[Available data]
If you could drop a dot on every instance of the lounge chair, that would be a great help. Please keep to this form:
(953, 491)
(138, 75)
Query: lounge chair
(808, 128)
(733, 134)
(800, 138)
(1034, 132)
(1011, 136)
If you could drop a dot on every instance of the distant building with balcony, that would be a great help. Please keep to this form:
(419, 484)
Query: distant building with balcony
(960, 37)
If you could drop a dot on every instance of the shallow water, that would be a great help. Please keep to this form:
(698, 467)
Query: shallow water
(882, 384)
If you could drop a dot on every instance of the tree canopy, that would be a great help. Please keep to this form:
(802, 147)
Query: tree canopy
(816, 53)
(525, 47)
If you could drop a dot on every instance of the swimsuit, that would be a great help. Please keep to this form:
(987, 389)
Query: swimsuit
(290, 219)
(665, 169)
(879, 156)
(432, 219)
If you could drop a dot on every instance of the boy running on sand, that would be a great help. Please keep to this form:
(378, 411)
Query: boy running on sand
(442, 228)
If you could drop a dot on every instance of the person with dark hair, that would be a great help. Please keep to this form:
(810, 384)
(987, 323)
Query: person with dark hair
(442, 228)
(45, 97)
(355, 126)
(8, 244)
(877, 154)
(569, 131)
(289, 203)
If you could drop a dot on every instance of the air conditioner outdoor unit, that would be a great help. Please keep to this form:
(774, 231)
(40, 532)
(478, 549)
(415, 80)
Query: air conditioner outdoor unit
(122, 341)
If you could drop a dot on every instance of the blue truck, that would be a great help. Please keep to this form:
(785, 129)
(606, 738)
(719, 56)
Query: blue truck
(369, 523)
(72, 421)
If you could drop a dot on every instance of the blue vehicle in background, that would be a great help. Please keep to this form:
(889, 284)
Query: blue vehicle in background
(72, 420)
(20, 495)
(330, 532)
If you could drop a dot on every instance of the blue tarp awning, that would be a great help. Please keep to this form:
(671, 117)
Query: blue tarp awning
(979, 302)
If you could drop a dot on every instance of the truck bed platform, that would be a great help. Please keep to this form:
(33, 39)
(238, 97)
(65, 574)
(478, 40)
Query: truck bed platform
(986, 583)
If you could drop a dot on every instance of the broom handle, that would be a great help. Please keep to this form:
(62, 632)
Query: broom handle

[What the task requires] All of the data needs to be repeated exactly.

[Solution to this exercise]
If you could drop a dot on every instance of the lounge chair, that would be a great help. Please keep to this form:
(953, 491)
(138, 75)
Query: lounge chair
(808, 128)
(733, 134)
(800, 138)
(1034, 132)
(1011, 136)
If you could drop a dot on every instance of the distant building with balcony, that would be a great help. Please keep to this form:
(419, 484)
Query: distant building with balcony
(960, 37)
If you could drop a dot on every instance of the shallow water, that would be a great help. Please keep to this form:
(698, 467)
Query: shallow water
(882, 384)
If you could drop a dot on every instance of the tree canopy, that would be a great help. Please keep to this form:
(802, 147)
Query: tree canopy
(816, 53)
(525, 47)
If you could drop a dot on every instance of the swimsuit, that would be a great help. Please keep to this form:
(987, 389)
Query: swimsuit
(290, 219)
(665, 169)
(879, 156)
(432, 219)
If you could drop a dot on every instance of the boy running on sand, that would be a great help. Please keep to this form:
(378, 411)
Query: boy running on sand
(442, 228)
If you could drop a dot on every instance of the person with dark hair, that would be a great help. Please keep to this form:
(810, 384)
(987, 323)
Query: person with dark hair
(442, 228)
(45, 97)
(355, 126)
(8, 244)
(877, 154)
(569, 131)
(289, 203)
If you could drop a dot on every instance of the air conditioner outdoor unit, that would be a great help. Please keep to this form:
(774, 231)
(40, 532)
(478, 549)
(415, 80)
Query: air conditioner outdoor unit
(122, 341)
If you could drop a dot on every instance of the blue truck, that would be a great help. Please keep to this form:
(785, 129)
(606, 738)
(719, 56)
Query: blue truck
(369, 523)
(72, 421)
If you could drop a dot on every instance of the blue vehicle in background, that would be a great help. Please keep to this form:
(889, 284)
Query: blue vehicle in background
(72, 420)
(20, 495)
(330, 532)
If you could drop a dot on every instance of the blue tarp awning, that would be a great help. Please keep to this form:
(671, 117)
Query: blue tarp awning
(979, 302)
If you could drop a dot on every instance of the truck bed platform, that would be a great help. Please keep to this form:
(33, 39)
(238, 97)
(65, 574)
(478, 40)
Query: truck bed platform
(986, 583)
If you could drop a dot on every instance of the broom handle, that would be a great help. Please keep to this form:
(62, 632)
Query: broom handle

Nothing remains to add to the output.